* Start *
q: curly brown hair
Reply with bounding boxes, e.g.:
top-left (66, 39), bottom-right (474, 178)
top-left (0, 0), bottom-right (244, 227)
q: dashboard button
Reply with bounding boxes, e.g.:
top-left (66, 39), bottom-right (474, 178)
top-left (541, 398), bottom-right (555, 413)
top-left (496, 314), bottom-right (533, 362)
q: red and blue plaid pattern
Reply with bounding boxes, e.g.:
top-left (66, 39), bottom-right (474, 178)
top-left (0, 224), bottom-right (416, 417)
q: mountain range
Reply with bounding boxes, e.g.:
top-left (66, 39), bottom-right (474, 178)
* End *
* Start *
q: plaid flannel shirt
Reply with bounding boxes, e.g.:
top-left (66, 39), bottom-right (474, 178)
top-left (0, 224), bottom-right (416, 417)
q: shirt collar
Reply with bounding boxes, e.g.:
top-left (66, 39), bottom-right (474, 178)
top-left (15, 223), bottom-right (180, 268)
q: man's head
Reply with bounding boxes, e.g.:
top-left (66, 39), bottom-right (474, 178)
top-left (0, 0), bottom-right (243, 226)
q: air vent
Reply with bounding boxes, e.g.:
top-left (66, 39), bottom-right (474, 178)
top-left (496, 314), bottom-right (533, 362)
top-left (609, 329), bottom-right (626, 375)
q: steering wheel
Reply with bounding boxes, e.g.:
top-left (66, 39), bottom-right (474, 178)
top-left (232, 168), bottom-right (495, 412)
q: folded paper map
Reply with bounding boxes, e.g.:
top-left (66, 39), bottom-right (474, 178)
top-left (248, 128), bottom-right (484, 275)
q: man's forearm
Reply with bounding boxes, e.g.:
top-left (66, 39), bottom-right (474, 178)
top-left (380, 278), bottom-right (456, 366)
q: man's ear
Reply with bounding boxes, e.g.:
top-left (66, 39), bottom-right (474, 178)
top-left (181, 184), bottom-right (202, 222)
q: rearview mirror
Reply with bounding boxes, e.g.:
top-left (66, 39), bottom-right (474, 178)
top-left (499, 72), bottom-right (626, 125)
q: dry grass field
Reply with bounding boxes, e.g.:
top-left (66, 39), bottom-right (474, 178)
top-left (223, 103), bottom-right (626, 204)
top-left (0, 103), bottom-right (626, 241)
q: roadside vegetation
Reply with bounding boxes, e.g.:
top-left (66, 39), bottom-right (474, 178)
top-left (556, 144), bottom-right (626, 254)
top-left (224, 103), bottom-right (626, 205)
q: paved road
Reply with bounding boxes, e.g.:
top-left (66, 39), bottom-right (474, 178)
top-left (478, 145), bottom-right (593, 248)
* End *
* Start *
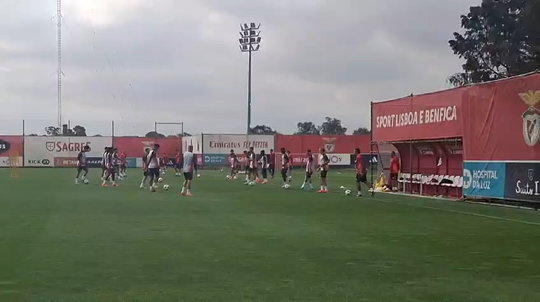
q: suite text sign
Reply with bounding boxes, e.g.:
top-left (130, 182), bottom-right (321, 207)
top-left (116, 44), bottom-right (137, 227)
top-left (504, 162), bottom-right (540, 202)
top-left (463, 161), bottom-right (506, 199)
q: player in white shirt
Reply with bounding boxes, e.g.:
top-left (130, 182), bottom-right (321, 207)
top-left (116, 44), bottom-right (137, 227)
* End *
- Stated goal -
Copy the rows above verbatim, from the line with "q: paved road" to the line with "top-left (478, 145), bottom-right (593, 248)", including both of those lines.

- Reply -
q: paved road
Reply with bounding boxes, e.g.:
top-left (66, 39), bottom-right (474, 178)
top-left (478, 145), bottom-right (593, 248)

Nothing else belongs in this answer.